| Given request |
Reproduce word for word every line from the one containing "Find the bear's" through the final line, including both ends.

Point-based annotation data:
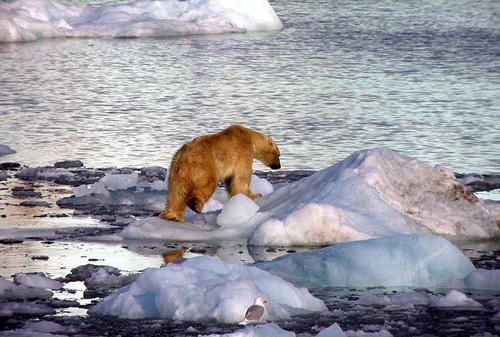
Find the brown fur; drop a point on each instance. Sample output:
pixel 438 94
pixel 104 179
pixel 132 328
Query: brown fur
pixel 226 156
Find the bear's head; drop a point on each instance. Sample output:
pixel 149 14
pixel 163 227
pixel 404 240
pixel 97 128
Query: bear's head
pixel 269 154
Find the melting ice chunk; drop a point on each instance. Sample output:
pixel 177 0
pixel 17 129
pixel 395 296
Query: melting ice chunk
pixel 239 209
pixel 202 289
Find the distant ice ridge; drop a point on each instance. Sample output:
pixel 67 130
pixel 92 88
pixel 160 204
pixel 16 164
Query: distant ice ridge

| Problem solution |
Find the bear's head; drop a point on each instance. Sample output:
pixel 149 14
pixel 163 227
pixel 404 240
pixel 97 128
Query: bear's head
pixel 269 154
Find the melting ice chunk; drop a point on each instance. Sample output:
pixel 177 0
pixel 17 129
pixel 395 296
Query: melting ice chunk
pixel 239 209
pixel 202 289
Find the distant ice ridge; drop a point on each instance. Sample output:
pixel 67 130
pixel 92 88
pixel 160 204
pixel 16 164
Query: distant ice ridge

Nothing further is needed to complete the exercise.